About this exercise:
For this exercise, reproduce the entries below exactly, but only from the line containing "Target: referee's cap" through the line containing "Target: quarterback", both included.

[Referring expression data]
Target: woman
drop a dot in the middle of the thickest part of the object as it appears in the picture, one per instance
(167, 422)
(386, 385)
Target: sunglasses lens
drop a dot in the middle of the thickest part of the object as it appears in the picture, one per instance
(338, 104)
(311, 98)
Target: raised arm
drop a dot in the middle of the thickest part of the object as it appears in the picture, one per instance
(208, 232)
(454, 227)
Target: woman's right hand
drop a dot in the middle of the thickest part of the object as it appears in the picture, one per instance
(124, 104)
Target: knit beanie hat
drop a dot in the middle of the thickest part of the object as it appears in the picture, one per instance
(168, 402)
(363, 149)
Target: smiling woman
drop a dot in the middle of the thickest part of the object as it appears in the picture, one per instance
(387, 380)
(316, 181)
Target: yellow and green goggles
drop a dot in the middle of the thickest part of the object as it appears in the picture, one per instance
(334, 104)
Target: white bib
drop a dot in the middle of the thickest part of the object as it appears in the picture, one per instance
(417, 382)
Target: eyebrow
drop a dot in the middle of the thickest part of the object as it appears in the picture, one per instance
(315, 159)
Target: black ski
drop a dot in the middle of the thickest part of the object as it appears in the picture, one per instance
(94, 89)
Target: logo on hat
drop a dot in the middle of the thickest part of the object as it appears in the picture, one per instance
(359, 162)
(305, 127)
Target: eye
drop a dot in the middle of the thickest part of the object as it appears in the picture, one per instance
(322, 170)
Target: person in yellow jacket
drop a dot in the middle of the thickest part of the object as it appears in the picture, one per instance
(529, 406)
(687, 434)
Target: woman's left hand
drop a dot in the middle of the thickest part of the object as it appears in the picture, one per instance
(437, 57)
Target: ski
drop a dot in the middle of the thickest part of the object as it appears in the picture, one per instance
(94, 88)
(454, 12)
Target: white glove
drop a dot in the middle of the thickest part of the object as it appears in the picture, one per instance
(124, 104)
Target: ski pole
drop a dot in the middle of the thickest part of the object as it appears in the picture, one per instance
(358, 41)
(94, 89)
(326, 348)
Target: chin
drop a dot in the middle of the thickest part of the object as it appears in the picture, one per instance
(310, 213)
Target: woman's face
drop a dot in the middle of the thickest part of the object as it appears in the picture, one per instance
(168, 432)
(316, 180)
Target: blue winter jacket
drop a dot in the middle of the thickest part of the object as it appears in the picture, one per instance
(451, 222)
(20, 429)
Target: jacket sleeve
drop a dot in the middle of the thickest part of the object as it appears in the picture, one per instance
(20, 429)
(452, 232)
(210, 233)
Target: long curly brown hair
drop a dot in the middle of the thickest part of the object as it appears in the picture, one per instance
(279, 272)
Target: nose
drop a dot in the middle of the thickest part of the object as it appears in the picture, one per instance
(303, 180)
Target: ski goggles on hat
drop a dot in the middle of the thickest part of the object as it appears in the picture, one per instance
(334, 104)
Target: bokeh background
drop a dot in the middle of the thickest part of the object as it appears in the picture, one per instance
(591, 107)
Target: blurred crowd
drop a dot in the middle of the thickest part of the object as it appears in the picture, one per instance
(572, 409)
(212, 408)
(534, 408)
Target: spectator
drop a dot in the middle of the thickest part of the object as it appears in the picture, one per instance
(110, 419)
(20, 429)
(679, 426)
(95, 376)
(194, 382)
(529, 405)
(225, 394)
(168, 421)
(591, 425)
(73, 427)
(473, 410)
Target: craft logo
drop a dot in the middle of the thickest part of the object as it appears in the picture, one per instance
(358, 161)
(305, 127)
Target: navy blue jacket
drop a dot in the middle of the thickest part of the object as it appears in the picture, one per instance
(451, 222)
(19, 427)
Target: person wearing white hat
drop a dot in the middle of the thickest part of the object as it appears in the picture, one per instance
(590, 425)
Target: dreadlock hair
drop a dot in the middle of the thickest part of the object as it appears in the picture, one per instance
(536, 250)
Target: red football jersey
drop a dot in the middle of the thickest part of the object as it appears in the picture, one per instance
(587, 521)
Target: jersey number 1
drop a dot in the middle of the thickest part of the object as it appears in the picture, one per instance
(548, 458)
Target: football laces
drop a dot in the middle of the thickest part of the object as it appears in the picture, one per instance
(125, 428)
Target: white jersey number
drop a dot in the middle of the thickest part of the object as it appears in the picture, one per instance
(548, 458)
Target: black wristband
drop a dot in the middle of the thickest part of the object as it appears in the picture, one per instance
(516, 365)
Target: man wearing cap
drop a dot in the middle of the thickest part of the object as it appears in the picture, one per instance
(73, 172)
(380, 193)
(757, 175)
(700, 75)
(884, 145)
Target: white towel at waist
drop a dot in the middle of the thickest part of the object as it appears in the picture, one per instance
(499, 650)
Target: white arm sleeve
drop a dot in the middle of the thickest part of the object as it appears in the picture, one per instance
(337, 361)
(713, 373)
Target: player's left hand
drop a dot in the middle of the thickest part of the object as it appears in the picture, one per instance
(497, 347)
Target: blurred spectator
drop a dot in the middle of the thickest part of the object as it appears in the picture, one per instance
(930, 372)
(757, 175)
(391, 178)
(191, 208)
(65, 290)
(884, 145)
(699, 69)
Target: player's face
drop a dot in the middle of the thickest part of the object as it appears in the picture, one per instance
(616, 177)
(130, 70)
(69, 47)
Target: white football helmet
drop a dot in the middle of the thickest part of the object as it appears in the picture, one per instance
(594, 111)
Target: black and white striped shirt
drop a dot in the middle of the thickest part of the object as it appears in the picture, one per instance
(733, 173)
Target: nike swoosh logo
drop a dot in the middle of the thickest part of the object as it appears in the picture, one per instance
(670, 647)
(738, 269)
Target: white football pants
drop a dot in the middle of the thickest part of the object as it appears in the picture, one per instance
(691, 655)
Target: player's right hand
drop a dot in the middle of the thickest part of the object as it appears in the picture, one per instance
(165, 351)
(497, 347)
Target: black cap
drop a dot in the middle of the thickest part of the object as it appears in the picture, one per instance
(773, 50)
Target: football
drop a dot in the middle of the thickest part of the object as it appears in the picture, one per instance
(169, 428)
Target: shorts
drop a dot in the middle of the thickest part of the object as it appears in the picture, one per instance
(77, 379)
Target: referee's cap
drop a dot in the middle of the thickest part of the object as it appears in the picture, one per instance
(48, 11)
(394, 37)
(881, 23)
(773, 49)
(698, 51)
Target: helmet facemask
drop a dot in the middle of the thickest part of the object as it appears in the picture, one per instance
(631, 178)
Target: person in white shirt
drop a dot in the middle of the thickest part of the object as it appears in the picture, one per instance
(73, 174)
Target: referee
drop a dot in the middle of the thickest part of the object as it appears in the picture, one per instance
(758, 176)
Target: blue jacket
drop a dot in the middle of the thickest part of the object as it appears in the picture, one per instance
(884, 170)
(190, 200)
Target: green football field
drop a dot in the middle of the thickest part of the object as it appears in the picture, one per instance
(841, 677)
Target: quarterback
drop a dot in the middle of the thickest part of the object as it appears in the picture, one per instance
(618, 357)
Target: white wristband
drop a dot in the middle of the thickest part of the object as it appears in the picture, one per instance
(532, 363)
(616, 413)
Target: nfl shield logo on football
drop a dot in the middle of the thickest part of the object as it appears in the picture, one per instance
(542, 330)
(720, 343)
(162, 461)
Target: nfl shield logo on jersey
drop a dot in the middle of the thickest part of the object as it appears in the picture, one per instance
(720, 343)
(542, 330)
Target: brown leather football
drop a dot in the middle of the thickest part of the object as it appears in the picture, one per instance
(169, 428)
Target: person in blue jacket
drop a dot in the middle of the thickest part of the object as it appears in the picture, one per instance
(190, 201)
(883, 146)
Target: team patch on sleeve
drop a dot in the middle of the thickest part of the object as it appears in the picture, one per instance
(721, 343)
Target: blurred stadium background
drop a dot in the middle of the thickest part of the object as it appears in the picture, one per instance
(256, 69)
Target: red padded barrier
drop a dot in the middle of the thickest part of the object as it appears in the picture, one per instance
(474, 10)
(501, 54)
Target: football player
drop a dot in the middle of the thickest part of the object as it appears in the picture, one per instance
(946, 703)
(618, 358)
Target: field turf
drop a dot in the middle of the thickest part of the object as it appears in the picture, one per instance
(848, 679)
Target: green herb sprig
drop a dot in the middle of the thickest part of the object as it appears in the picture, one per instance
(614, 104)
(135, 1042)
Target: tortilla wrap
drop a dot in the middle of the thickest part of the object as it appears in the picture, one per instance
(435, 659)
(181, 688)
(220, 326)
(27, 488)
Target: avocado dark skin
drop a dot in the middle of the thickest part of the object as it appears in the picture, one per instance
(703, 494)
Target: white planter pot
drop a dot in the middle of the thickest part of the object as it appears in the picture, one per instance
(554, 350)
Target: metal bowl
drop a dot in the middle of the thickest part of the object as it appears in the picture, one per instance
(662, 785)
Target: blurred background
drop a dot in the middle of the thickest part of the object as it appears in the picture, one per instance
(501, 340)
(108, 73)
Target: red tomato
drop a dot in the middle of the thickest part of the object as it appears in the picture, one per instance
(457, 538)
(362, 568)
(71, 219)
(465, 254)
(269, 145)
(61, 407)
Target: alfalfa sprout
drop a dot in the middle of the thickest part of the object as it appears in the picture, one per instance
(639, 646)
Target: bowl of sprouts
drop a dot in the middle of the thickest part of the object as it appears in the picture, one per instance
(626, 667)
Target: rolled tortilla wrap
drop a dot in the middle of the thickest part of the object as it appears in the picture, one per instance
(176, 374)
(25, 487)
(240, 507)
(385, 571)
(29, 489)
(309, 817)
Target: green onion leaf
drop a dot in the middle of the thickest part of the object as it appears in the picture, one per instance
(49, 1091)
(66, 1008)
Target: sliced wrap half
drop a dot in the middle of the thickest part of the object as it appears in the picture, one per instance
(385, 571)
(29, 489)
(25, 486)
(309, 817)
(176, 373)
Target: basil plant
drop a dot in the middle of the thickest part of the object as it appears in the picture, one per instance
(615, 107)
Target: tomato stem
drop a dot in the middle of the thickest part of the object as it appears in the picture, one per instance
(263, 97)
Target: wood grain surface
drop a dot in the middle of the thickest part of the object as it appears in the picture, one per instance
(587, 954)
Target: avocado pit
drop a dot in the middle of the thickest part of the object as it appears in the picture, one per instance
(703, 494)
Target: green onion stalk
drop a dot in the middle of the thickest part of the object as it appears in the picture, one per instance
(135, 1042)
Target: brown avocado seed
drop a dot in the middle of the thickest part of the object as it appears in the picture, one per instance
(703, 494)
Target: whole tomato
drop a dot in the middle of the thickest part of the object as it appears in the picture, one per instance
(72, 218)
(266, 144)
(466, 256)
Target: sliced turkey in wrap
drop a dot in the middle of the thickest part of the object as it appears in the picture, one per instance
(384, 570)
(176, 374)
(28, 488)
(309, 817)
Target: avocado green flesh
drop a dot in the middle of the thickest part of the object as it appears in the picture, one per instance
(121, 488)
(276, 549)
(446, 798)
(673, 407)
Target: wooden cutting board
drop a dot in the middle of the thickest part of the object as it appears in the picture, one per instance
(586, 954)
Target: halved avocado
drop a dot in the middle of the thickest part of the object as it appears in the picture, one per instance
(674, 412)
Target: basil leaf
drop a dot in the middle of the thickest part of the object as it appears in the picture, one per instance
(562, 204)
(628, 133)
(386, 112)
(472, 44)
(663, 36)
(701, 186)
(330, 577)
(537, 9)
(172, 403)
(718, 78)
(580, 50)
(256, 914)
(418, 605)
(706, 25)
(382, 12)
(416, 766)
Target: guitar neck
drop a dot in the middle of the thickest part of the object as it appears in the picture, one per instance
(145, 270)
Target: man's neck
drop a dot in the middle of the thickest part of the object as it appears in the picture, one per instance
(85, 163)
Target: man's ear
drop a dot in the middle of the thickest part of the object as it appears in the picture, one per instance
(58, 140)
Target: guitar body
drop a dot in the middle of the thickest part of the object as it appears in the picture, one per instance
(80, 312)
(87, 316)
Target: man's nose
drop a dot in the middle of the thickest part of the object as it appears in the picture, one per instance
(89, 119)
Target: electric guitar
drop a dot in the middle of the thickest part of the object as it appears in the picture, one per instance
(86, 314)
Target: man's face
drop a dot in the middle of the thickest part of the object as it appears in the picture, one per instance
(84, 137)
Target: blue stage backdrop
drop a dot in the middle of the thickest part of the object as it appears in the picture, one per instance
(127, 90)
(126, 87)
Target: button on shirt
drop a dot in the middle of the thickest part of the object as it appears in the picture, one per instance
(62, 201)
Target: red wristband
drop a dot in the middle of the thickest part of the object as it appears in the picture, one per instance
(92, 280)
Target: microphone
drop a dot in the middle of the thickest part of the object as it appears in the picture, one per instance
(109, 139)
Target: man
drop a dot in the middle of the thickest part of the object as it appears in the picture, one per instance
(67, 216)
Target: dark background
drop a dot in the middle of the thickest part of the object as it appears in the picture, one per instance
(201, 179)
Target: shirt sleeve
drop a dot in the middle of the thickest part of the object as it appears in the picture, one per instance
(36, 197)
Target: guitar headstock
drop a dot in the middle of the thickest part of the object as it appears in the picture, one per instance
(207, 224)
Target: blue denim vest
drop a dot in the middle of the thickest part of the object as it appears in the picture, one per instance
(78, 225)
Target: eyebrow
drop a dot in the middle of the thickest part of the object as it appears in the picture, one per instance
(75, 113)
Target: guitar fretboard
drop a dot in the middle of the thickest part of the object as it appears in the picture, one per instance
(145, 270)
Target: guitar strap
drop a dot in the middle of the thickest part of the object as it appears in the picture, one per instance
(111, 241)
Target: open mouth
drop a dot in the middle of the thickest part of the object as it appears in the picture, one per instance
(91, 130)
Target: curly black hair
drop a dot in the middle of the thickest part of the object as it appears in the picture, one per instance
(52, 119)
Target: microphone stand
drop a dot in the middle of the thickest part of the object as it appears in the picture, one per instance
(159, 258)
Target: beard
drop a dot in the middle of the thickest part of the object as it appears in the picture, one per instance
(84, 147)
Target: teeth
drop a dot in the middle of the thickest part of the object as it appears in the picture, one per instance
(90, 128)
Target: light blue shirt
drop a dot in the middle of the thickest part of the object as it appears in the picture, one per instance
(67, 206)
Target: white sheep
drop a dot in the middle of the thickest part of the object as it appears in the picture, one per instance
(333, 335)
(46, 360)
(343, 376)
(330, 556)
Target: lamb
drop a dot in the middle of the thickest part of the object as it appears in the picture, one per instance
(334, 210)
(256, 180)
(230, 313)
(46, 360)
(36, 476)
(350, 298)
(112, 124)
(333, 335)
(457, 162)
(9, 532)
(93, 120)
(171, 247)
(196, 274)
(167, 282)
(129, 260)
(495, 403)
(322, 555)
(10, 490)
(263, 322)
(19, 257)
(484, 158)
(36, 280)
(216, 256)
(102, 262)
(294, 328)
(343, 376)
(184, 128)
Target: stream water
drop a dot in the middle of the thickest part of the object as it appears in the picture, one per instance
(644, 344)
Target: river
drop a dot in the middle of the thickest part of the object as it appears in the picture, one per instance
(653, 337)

Response below:
Target: referee's cap
drop a dot in the middle of the thickest part of the object as it appears in the picture, one per instance
(48, 11)
(394, 37)
(881, 23)
(773, 49)
(698, 51)
Target: helmet facemask
drop a dot in the middle of the thickest part of the object as it appears in the picture, one per instance
(631, 178)
Target: person in white shirt
drop a dot in the middle of the thickest part of the object as it appears in the picture, one per instance
(73, 174)
Target: referee
drop a dot in the middle of the thickest part of the object as it appears in the picture, one per instance
(758, 176)
Target: blue jacket
drop a dot in the middle of the thickest part of the object as it appears in the picture, one per instance
(884, 170)
(190, 200)
Target: green football field
drop a dot in the middle of the thickest part of the object as it appears in the picture, one per instance
(841, 677)
Target: quarterback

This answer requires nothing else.